** SUPPLIED PASSAGE **
•••

In retribution for roundups as acts of Nazi terror, the Polish resistance carried out attacks on Nazi forces and prepared lists of Nazi leaders to be eliminated for their crimes against civilians. Nazi personnel responsible for organizing roundups, such as members of local unemployment offices, the SS, SD, and Ordnungspolizei, were sentenced to death by the underground court of the Polish Underground for crimes against Polish citizens during the occupation of Poland. Because of the particular brutality of the police, the Home Army killed 361 gendarmes in 1943, and 584 in 1944. In Warsaw alone, ten Nazis were killed daily. From August to December 1942, the Home Army launched 87 attacks on the Nazi administration and members of the apparatus of terror. In 1943 this number rose radically − the Home Army carried out 514 attacks during the first four months. In an underground operation known as Operation Heads (Operacja Główki), Polish underground combat units from Kedyw eliminated roundup organizers such as:

1. Kurt Hoffman - chief of the unemployment office in Warsaw responsible for organising roundups of Poles. Executed by the AK on 9 April 1943.
2. Hugo Dietz - Hoffmann's assistant. Executed on 13 April 1943.
3. Fritz Geist - chief of the unemployment office department. Killed on 10 May 1943.

•••

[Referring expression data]
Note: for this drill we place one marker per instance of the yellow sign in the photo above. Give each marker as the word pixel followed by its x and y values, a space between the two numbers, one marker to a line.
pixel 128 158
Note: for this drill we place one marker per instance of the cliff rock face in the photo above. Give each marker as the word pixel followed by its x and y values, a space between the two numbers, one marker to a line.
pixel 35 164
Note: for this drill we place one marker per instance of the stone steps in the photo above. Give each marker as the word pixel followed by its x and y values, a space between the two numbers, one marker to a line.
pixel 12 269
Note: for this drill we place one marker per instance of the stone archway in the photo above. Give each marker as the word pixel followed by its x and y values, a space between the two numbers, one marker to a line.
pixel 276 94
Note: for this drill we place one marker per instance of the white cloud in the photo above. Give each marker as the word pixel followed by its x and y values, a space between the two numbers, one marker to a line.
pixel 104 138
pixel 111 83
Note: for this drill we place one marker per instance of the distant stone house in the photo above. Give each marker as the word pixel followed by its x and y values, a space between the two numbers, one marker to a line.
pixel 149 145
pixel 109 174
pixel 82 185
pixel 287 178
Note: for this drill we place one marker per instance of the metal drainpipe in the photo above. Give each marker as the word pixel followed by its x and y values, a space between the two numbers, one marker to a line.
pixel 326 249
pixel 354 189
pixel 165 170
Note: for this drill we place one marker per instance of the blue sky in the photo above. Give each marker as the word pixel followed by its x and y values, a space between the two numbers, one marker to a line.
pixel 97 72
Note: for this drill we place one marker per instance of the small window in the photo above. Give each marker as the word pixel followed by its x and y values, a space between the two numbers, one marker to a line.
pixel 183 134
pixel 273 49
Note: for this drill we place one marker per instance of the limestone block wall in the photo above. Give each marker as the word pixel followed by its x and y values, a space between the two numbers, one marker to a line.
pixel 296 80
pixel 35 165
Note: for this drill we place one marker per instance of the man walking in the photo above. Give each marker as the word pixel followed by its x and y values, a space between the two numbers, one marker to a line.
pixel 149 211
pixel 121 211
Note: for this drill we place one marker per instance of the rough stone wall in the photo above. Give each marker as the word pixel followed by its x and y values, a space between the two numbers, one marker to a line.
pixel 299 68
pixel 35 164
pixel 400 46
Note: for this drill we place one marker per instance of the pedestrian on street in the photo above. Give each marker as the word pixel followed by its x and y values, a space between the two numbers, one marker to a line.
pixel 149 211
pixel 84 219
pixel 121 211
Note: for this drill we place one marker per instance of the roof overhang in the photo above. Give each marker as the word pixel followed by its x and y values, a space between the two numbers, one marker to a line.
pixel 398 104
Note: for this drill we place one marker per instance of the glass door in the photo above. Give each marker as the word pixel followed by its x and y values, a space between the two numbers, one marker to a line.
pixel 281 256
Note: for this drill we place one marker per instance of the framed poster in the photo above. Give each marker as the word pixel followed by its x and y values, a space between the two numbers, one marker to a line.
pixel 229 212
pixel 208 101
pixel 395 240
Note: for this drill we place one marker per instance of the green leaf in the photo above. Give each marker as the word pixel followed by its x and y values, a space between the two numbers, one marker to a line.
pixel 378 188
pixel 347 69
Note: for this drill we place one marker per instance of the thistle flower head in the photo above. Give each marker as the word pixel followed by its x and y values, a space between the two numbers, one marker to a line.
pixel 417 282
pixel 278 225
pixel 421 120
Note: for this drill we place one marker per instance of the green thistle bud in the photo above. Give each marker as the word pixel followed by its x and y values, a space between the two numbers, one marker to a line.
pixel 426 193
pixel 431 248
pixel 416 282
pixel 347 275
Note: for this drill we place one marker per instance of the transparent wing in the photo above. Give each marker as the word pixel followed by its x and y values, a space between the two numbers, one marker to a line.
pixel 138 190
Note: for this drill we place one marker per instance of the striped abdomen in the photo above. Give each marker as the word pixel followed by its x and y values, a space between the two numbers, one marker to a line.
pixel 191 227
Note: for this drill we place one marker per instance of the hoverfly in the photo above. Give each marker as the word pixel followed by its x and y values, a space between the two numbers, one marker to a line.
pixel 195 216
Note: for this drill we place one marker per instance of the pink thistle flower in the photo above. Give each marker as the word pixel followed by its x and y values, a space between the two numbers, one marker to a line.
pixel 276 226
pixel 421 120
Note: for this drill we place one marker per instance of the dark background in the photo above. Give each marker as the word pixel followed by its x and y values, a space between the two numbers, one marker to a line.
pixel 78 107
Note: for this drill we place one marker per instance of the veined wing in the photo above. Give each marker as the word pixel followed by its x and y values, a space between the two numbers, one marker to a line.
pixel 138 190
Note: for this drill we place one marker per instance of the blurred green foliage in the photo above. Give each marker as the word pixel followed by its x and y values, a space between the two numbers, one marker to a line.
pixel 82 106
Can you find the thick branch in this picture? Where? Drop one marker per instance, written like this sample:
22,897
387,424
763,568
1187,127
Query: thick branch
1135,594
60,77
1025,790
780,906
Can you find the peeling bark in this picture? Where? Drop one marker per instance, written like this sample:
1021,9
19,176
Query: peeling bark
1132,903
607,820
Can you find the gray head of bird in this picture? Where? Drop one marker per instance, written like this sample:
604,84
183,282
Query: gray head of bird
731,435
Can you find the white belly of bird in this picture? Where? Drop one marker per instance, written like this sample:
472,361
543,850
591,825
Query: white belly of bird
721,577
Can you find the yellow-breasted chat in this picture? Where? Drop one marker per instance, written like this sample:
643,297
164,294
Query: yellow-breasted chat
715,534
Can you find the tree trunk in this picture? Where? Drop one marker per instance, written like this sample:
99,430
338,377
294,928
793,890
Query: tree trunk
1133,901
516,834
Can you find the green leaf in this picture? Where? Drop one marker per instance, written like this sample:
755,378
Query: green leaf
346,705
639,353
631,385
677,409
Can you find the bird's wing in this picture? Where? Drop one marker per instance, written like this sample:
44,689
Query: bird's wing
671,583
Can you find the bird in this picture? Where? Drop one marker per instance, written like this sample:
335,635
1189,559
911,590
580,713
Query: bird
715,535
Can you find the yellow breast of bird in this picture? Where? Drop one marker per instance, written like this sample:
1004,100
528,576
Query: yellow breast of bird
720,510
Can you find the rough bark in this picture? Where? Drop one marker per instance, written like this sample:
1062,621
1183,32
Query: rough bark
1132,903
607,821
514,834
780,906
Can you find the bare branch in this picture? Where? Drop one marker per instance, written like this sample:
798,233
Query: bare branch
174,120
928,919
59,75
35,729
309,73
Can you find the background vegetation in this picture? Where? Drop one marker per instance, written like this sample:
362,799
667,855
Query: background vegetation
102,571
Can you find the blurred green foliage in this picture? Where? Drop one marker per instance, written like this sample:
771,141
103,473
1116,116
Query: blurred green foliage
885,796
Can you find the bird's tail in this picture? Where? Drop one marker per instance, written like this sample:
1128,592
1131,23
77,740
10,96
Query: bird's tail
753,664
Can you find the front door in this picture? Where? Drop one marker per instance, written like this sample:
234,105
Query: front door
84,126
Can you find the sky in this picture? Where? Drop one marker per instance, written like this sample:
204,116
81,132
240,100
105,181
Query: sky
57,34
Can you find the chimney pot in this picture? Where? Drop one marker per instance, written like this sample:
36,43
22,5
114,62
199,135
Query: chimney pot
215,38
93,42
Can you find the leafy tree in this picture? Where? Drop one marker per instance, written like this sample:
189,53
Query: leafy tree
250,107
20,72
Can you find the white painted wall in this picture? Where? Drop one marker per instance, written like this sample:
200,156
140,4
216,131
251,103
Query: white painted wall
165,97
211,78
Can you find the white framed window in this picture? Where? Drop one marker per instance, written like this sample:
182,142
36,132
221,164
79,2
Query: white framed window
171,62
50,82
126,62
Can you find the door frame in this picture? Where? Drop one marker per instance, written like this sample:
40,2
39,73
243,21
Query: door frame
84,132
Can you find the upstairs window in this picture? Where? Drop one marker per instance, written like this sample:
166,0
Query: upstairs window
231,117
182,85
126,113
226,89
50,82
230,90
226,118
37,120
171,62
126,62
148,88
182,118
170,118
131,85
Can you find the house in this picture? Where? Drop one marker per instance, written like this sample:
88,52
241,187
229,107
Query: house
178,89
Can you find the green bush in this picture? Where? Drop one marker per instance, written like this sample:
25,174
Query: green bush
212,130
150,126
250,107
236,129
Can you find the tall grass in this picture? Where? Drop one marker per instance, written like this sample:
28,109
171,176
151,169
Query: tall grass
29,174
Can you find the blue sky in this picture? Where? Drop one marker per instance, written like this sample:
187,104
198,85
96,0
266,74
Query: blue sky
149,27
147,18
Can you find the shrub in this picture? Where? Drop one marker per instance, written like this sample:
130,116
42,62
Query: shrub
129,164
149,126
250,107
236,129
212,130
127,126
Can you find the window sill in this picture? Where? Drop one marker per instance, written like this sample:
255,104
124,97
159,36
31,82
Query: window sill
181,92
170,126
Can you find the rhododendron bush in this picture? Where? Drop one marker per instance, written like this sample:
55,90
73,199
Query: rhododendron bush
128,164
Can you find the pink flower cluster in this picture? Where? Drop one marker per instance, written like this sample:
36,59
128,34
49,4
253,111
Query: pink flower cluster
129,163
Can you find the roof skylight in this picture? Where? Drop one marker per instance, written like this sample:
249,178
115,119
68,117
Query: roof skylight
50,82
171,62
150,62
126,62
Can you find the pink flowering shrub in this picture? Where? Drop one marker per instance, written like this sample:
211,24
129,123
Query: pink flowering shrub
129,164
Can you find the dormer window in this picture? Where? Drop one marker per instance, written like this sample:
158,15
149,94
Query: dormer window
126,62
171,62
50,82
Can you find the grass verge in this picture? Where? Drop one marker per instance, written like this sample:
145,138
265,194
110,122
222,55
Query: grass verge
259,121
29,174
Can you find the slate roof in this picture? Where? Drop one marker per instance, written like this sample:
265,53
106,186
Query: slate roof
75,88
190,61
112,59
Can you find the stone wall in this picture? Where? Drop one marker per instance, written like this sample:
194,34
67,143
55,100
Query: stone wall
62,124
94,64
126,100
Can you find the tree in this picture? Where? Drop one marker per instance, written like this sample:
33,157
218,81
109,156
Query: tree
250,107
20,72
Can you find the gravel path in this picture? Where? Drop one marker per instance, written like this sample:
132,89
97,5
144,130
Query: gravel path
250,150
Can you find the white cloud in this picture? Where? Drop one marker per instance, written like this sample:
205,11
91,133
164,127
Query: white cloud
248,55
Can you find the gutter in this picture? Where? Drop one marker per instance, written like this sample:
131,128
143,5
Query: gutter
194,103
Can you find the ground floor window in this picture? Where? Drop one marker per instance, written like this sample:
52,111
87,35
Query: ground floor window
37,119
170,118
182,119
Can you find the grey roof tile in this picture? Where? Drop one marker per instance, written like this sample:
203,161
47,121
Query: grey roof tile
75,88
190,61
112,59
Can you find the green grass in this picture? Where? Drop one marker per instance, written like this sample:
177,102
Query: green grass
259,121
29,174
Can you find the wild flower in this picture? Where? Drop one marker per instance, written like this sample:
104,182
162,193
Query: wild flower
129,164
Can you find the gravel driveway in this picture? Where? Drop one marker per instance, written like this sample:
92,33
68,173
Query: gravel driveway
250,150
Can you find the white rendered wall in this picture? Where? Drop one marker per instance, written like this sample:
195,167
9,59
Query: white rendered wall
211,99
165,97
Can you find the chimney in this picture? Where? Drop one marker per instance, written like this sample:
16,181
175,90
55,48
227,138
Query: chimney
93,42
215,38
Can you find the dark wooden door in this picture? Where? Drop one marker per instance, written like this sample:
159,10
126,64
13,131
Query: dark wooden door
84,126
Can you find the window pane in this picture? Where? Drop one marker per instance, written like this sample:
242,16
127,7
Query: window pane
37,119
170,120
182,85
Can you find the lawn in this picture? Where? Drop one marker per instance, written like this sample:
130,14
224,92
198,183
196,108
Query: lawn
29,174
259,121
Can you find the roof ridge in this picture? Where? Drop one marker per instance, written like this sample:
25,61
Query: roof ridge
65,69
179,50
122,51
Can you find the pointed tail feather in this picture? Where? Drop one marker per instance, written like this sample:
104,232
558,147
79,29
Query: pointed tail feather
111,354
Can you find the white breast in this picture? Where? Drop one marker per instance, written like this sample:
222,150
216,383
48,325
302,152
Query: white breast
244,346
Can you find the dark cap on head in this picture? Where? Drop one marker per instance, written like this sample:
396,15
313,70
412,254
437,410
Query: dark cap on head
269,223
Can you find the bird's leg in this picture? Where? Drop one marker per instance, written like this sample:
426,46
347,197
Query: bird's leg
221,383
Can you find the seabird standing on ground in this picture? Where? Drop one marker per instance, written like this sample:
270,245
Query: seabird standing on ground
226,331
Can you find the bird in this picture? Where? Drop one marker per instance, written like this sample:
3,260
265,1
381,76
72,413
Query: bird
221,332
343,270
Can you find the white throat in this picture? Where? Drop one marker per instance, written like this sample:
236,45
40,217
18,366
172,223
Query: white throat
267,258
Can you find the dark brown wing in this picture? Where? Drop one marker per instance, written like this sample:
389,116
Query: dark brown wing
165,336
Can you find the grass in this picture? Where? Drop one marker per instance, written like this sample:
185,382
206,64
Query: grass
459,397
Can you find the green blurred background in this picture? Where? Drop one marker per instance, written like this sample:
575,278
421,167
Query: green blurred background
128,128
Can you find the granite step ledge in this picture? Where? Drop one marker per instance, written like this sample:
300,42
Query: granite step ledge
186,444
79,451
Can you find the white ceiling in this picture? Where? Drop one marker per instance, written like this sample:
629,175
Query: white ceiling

•••

** YOUR INSTRUCTIONS **
Answer these questions from the passage on Polish resistance reprisals for roundups:
(a) How many gendarmes did the Home Army kill in 1944?
(b) How many attacks did the Home Army carry out during the first four months of 1943?
(c) On what date was Hugo Dietz executed?

** EXERCISE ANSWER **
(a) 584
(b) 514
(c) 13 April 1943